#### Exercise description
Output the entire listing without altering anything.

#### Extracted records
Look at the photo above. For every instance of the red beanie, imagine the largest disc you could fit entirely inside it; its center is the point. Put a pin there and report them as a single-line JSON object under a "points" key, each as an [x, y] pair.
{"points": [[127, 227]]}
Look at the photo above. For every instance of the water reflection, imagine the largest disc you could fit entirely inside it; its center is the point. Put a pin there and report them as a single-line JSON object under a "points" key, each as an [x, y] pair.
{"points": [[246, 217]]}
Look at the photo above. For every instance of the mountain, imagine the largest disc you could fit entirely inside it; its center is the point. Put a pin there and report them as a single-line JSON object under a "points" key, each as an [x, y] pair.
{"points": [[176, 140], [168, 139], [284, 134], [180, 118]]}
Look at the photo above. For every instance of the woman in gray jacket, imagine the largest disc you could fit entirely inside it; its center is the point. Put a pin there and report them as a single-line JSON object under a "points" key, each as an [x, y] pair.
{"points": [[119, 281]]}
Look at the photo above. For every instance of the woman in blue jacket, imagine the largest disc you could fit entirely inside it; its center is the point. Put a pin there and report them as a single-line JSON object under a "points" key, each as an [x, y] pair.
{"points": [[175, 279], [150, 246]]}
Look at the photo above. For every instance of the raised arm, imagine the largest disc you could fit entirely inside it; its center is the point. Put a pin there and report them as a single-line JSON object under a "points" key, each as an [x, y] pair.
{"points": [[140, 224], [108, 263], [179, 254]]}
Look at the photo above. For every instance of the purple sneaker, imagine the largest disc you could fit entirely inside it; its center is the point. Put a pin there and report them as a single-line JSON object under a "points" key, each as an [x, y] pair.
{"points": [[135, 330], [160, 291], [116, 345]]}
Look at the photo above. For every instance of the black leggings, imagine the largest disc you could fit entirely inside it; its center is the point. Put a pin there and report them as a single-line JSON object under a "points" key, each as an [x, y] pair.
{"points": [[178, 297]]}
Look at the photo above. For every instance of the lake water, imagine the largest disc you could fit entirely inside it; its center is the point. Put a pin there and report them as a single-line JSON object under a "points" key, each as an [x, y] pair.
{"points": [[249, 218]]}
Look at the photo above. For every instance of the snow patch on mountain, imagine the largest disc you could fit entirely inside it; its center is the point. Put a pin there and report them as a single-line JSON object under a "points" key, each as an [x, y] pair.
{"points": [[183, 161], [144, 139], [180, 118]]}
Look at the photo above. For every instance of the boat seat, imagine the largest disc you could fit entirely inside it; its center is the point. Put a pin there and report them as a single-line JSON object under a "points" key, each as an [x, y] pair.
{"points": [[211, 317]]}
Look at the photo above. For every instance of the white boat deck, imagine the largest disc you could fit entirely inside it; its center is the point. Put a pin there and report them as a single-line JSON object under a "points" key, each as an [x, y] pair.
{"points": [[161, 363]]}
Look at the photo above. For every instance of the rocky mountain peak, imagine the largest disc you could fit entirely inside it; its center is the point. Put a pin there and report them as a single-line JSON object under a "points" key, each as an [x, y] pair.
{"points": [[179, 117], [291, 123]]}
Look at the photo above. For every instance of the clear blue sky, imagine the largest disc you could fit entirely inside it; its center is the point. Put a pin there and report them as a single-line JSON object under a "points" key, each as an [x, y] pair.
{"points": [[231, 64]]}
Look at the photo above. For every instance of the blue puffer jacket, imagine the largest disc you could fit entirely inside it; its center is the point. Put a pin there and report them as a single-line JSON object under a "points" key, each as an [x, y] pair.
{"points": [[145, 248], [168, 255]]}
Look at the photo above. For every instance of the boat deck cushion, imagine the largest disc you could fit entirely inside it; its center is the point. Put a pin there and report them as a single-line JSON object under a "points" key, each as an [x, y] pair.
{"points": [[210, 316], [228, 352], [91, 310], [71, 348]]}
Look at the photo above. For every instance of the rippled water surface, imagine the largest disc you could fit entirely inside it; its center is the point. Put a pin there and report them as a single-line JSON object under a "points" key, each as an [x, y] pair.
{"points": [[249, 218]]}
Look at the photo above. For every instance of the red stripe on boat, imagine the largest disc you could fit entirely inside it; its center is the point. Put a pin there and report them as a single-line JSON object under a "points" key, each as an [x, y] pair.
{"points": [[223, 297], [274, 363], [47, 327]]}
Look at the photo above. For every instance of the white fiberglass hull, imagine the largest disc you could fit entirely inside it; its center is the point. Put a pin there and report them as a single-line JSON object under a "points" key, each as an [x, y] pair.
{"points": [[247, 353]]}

#### Response
Look at the photo above. For every instance of the red beanie, imagine the largest disc you could fit entirely inside it; its center is the point. Put a pin there and report them as a single-line JSON object under a "points" key, each as an [x, y] pair.
{"points": [[127, 227]]}
Look at the photo above. For every instance of the water reflection, imagine the largest disc you could fit entirely inside it; its center is the point. Put a pin there and report them as a single-line JSON object under a "points" key, each as an [x, y] pair.
{"points": [[246, 217]]}
Look at the photo above. For every instance of the mountain, imagine the largest disc you could fit entirely inside it; its center is the point. Put a pin there and report them as a single-line JSON object under a "points" key, each as an [x, y] pair.
{"points": [[176, 140], [168, 139], [284, 134], [180, 118]]}
Look at the photo above. For every instance of the woman in gray jacket, imagine the largest disc you could fit entirely inside it; its center is the point. Put a pin there and report them as a single-line JSON object under a "points" key, each as an [x, y] pair.
{"points": [[119, 281]]}
Look at the photo above. For every instance of the woman in blue jacket, imagine the largest disc you could fit entirely inside it; its center is the point. Put a pin there and report them as a single-line JSON object under a "points" key, each as an [x, y] pair.
{"points": [[175, 279], [150, 246]]}
Look at the photo above. For every instance of the raised arm, imagine the largest disc you could fit entirely inside it; its center is the point. Put a pin there and report them as a single-line JSON object under a "points" key, each as an [x, y] pair.
{"points": [[140, 224], [108, 263], [179, 254]]}
Look at the photo above. For every instance of the purple sneaker, imagine the largest disc you could fit entirely inside it; its center is the point. Put a pin there and report them as a single-line JSON object under a "points" key, each as an [x, y] pair.
{"points": [[135, 330], [160, 291], [116, 345]]}
Look at the photo above. For every instance of the black leggings, imagine the largest disc you could fit entirely inside it; its center is the point. Put a pin there and report them as a single-line JSON object under a "points" key, each as an [x, y] pair.
{"points": [[178, 297]]}
Look at the photo above. For every instance of the lake water, imagine the largest disc you could fit entirely inside it; its center is the point. Put a pin there and report them as a single-line JSON object under a "points" key, each as an [x, y] pair.
{"points": [[249, 218]]}
Look at the photo above. For every instance of the snow patch on mountain, imagine the largest disc you could fit entirely inside it; its center is the point. Put a pin there and report them as a single-line JSON object under a "points" key, each as an [x, y] pair.
{"points": [[183, 161], [144, 139], [180, 118]]}
Look at the photo above. For every instance of the boat seat, imagine the largest disc you could fit entirely inside it; its center is the point. Put a pin there and report them as a single-line JSON object under a "points" key, each as an [x, y] pair.
{"points": [[211, 317]]}
Look at the photo above. For every instance of the white boat deck, imagine the largest disc you could fit entirely inside it; its center is the point. Put a pin there and report them as a single-line JSON object under a "points" key, each as an [x, y] pair.
{"points": [[161, 363]]}
Look at the photo above. For every instance of the rocky mountain peak, imagine the largest disc you could fit entirely inside it; its center is the point. Put a pin there and report them as a single-line JSON object under a "points" key, each as an [x, y] pair.
{"points": [[179, 117], [291, 123]]}
Look at the photo above. For every instance of the clear blue sky, imagine the largest disc you could fit entirely inside it; its center is the point. Put a pin there and report them as a single-line JSON object under a "points" key, each as an [x, y] pair.
{"points": [[231, 64]]}
Look at the photo above. For every instance of the blue puffer jacket, imagine the largest disc you could fit entirely inside it; its center is the point. Put a pin there and report them as a single-line JSON object under a "points" key, each as an [x, y] pair.
{"points": [[145, 248], [168, 255]]}
Look at the photo above. For every instance of the boat deck cushion, imagine the largest disc you could fit entirely inside it; its center is the point. Put a pin there and report them as a single-line JSON object under a "points" key, each as an [x, y] pair.
{"points": [[210, 316], [228, 352], [91, 310], [71, 348]]}
Look at the photo above. For every instance of the rippled water surface, imagine the largest disc you could fit entirely inside it; its center is the point. Put a pin there and report them as a single-line JSON object under a "points" key, each as an [x, y] pair.
{"points": [[249, 218]]}
Look at the photo above. For every instance of the red stripe on boat, imagine the largest disc you could fit entirely inside it; its center is the point. Put a pin there and report them as a single-line JSON object under a "points" key, each as an [x, y] pair.
{"points": [[223, 297], [274, 363], [47, 327]]}
Look at the photo above. For every instance of the white fiberglass hull, imagine the largest disc you could fit entirely inside it; its center is the point. Put a pin there and report them as a single-line JSON object under a "points" key, each as an [x, y] pair.
{"points": [[247, 353]]}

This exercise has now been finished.